Referring expression data
------------------------------------------------------------------------
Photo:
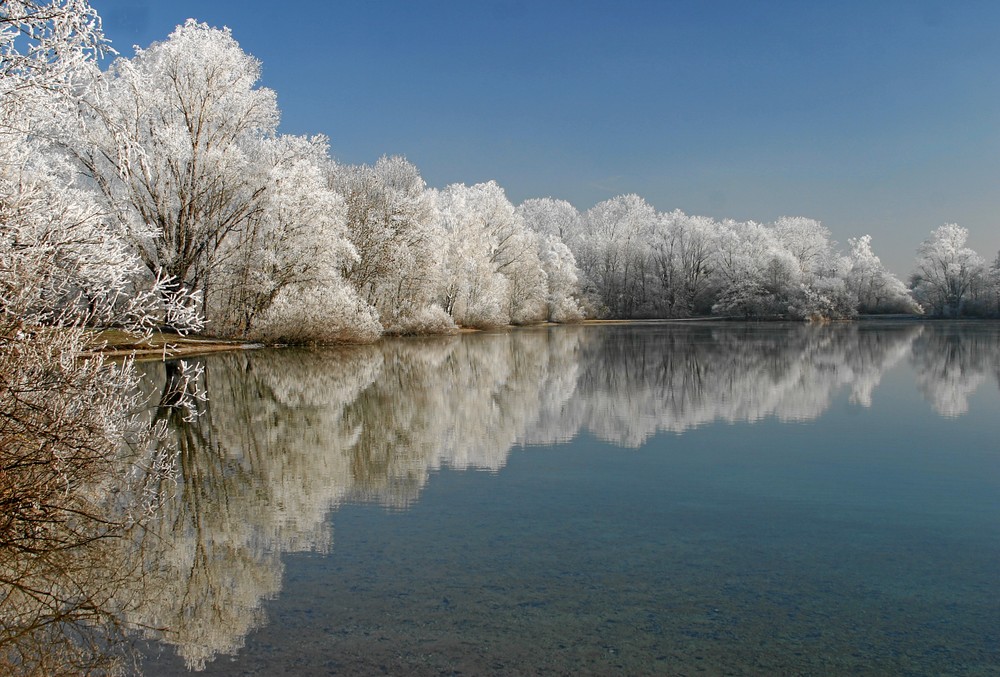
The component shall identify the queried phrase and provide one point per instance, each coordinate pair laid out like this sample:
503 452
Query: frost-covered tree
875 288
946 270
682 250
614 254
294 246
560 226
391 221
492 271
174 142
755 273
66 413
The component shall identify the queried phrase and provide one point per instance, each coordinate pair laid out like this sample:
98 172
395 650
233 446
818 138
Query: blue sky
873 117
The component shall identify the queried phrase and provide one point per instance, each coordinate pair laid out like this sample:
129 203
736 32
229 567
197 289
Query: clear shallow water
657 499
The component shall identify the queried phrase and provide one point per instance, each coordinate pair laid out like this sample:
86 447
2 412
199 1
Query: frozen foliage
393 226
876 289
946 272
492 271
67 429
174 144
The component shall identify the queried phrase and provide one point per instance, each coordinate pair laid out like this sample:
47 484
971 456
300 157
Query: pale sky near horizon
873 117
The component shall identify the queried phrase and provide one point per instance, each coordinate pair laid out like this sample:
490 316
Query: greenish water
640 499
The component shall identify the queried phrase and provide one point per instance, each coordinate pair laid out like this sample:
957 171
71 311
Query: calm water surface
641 499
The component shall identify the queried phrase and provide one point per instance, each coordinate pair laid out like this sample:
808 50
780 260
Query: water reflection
284 437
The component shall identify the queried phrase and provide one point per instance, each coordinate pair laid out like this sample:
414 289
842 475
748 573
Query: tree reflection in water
285 436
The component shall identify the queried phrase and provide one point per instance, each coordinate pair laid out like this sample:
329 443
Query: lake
652 498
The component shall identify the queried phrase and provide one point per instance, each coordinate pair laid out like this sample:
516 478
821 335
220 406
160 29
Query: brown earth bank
160 345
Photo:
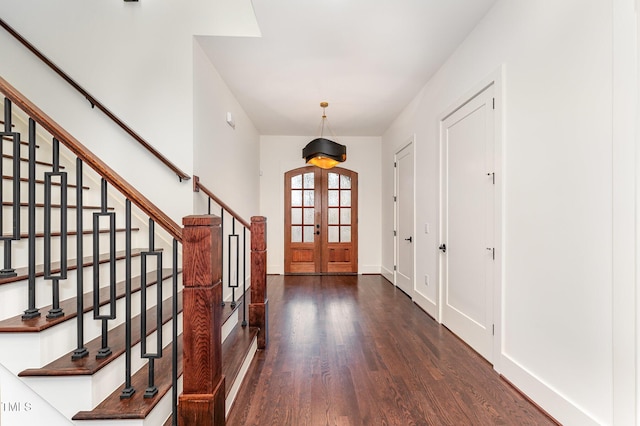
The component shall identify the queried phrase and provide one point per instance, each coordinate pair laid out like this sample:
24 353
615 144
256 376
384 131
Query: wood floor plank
353 350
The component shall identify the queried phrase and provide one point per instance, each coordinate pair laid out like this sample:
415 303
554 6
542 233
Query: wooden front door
321 221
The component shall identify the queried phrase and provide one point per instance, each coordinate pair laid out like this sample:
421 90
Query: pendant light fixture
323 152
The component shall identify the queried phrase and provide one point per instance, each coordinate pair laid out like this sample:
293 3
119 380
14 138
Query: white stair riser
34 350
86 392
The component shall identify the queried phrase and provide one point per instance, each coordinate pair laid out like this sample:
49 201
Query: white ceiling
367 58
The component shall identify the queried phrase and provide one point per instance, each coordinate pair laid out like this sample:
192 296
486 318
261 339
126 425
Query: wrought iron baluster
8 270
80 351
32 311
232 275
151 390
105 350
128 390
55 310
174 347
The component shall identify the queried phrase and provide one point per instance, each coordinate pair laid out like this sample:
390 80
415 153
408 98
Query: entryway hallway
353 350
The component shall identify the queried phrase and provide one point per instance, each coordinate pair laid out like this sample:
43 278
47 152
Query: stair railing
94 102
156 310
236 256
198 307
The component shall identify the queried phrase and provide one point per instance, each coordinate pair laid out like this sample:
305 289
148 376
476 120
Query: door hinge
493 252
493 177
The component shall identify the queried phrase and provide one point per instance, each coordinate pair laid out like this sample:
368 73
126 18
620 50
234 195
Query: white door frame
495 79
396 238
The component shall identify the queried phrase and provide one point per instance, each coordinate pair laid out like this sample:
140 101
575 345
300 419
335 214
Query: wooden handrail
------------------------------------------------------------------------
- **WORK ITEM**
Each line from the one that contains "Query: white door frame" to the end of the data should be set down exactly, both ends included.

- **WRITTEN REPLY**
Query: white door frame
495 79
396 238
The component shall identify the queried phrase and provide one point per instance, each coordinate pair laid out like this sample:
140 101
575 345
300 419
335 214
Query: wooden handrail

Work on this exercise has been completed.